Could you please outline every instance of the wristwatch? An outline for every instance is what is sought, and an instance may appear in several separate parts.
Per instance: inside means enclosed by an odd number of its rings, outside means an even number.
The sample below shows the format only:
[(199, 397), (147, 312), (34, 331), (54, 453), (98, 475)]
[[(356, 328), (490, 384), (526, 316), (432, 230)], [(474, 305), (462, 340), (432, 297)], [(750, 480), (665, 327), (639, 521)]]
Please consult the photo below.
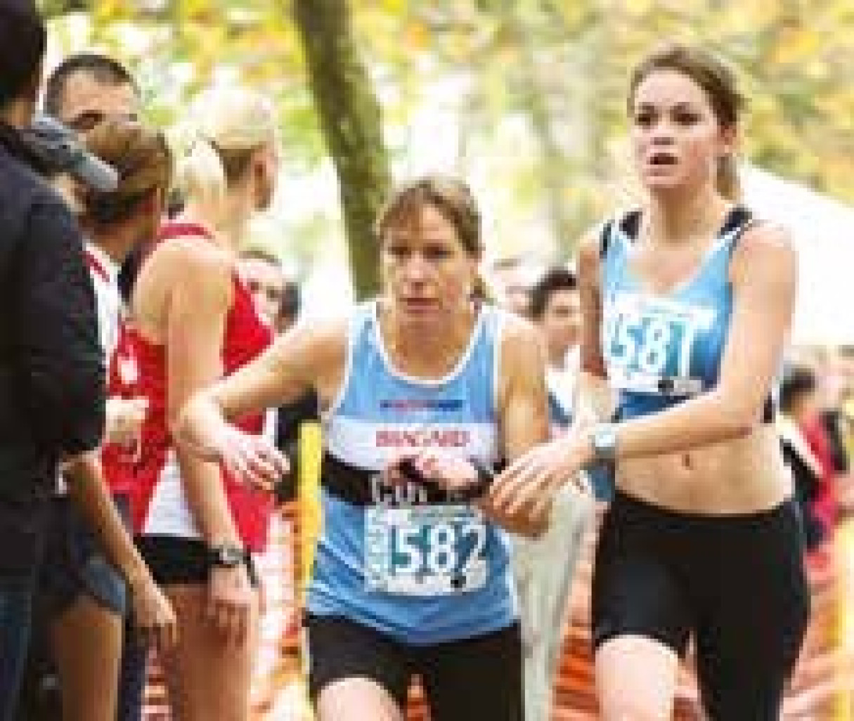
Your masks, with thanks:
[(617, 460), (617, 431), (611, 423), (600, 423), (590, 437), (595, 463), (613, 463)]
[(234, 568), (248, 560), (248, 554), (240, 546), (222, 543), (208, 548), (208, 563), (220, 568)]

........

▶ _Exercise description_
Edit the listing above so that every "instance" becomes "occurrence", and give its lines again with nothing else changed and the pictures left out.

▶ _Complete output_
Could you please outline every occurrence of the wristwatch? An outline for every occurrence is what is sought, and an occurrence may appear in several separate parts.
Per occurrence: inside means enclosed by an odd number of its rings, outside means an even number.
The sample below shows the format only:
[(199, 397), (147, 312), (34, 331), (54, 453), (98, 475)]
[[(356, 328), (490, 384), (526, 316), (432, 230)], [(474, 305), (462, 340), (432, 297)], [(750, 480), (665, 327), (639, 521)]]
Please consult the photo below.
Your masks, with thanks:
[(617, 460), (617, 431), (611, 423), (600, 423), (590, 437), (595, 463), (613, 463)]
[(234, 568), (248, 560), (248, 554), (240, 546), (222, 543), (208, 548), (208, 563), (220, 568)]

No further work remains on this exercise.